■ LISTAGEM

---*---

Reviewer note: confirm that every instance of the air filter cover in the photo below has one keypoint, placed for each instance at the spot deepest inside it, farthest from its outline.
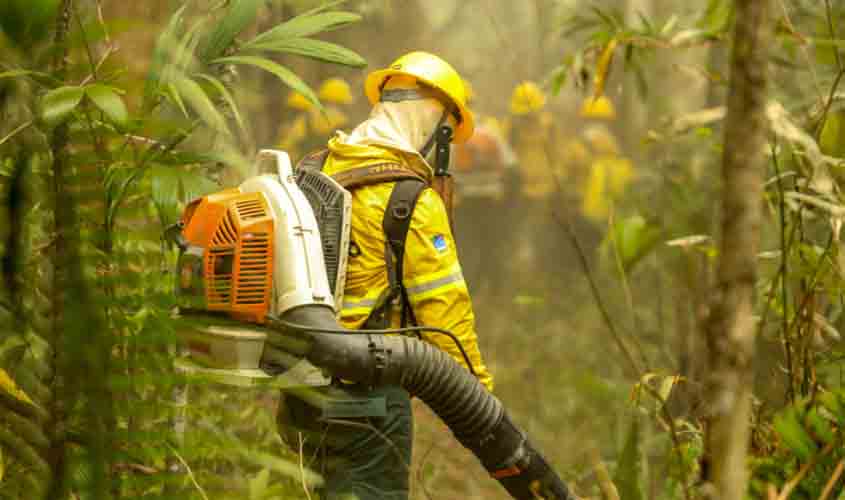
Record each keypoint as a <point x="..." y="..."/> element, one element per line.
<point x="332" y="207"/>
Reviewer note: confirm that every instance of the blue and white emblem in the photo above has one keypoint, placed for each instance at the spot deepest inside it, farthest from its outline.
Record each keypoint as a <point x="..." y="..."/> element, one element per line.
<point x="440" y="243"/>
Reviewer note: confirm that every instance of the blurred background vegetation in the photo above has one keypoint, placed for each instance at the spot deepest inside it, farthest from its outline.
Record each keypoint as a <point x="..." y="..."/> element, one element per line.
<point x="591" y="286"/>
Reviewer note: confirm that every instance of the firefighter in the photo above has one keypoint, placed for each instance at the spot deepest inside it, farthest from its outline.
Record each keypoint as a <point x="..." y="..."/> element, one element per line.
<point x="366" y="452"/>
<point x="309" y="127"/>
<point x="536" y="141"/>
<point x="609" y="172"/>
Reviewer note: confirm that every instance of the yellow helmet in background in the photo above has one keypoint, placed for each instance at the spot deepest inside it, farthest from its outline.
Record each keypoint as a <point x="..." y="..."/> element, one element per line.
<point x="299" y="101"/>
<point x="335" y="90"/>
<point x="434" y="72"/>
<point x="527" y="98"/>
<point x="601" y="140"/>
<point x="598" y="108"/>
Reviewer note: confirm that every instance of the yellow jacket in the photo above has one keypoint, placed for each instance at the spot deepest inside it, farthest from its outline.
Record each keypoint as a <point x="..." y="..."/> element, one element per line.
<point x="432" y="273"/>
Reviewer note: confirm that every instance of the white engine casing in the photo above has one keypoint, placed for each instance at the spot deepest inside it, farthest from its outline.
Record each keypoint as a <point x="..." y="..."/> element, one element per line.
<point x="299" y="276"/>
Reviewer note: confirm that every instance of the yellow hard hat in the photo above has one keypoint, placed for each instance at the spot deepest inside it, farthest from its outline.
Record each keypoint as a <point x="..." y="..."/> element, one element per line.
<point x="527" y="98"/>
<point x="335" y="90"/>
<point x="434" y="72"/>
<point x="601" y="140"/>
<point x="299" y="101"/>
<point x="598" y="107"/>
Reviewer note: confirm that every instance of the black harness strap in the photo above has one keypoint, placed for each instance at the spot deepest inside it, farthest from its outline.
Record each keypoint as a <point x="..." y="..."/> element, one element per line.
<point x="396" y="223"/>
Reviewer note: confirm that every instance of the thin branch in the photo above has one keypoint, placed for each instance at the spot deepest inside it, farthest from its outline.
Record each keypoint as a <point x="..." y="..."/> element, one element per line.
<point x="190" y="472"/>
<point x="829" y="15"/>
<point x="14" y="132"/>
<point x="803" y="46"/>
<point x="585" y="267"/>
<point x="675" y="435"/>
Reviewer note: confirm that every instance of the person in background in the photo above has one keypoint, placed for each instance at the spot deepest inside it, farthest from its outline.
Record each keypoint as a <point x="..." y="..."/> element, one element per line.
<point x="309" y="127"/>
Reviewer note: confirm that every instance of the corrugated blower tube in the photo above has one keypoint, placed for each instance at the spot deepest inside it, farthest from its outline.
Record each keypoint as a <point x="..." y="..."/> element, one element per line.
<point x="476" y="417"/>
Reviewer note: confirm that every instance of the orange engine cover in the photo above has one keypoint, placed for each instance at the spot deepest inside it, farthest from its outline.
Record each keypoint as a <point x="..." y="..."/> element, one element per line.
<point x="233" y="233"/>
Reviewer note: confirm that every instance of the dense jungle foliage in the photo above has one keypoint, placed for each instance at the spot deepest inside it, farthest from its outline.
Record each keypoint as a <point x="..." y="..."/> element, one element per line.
<point x="114" y="115"/>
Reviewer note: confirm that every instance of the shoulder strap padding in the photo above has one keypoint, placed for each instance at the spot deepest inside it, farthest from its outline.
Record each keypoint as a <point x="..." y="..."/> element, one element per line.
<point x="361" y="176"/>
<point x="314" y="160"/>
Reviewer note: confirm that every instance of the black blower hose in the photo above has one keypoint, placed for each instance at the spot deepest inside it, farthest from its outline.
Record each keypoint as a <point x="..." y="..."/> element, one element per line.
<point x="476" y="417"/>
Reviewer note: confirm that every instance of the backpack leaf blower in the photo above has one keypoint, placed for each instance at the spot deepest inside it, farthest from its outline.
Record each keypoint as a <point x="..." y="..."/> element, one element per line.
<point x="259" y="254"/>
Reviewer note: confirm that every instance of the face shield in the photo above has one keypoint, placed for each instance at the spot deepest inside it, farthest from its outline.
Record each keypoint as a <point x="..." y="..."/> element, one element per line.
<point x="406" y="119"/>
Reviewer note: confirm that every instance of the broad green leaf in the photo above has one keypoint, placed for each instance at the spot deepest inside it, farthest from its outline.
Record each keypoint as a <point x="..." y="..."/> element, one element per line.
<point x="110" y="103"/>
<point x="159" y="58"/>
<point x="281" y="466"/>
<point x="717" y="16"/>
<point x="241" y="13"/>
<point x="284" y="74"/>
<point x="9" y="386"/>
<point x="27" y="22"/>
<point x="306" y="25"/>
<point x="793" y="434"/>
<point x="627" y="476"/>
<point x="832" y="140"/>
<point x="315" y="49"/>
<point x="57" y="104"/>
<point x="196" y="97"/>
<point x="227" y="96"/>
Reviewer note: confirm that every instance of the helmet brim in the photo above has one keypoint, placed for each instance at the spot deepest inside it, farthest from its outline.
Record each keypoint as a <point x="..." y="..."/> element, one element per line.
<point x="375" y="80"/>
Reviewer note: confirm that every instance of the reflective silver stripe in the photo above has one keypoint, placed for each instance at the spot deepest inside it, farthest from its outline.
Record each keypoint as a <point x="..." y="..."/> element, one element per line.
<point x="354" y="304"/>
<point x="431" y="285"/>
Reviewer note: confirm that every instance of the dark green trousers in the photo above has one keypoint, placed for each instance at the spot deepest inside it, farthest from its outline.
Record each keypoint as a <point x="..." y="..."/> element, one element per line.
<point x="358" y="438"/>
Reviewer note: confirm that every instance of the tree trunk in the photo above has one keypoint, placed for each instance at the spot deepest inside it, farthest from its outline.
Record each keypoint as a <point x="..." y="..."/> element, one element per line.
<point x="731" y="329"/>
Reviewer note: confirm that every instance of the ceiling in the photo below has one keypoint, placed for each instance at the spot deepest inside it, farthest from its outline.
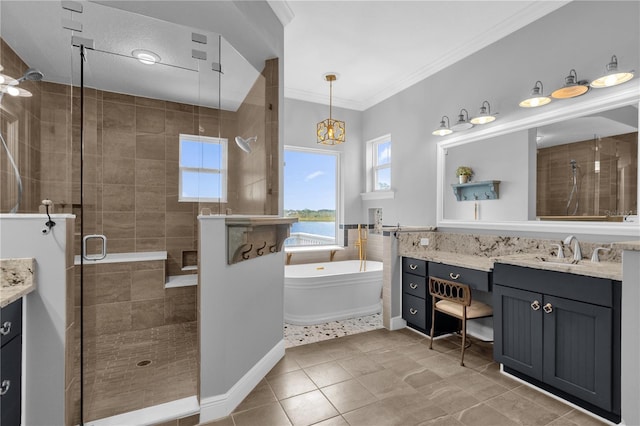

---*---

Reúna todas as linhas do material acima em que aparece a palavra "backpack", levando em conta a diferença entre maiúsculas e minúsculas.

■ SOLUÇÃO
Reviewer note: confirm that every instance of the backpack leaf blower in the photo above has one keypoint, placed for each instance at the spot deepest inside it, farthest from its outline.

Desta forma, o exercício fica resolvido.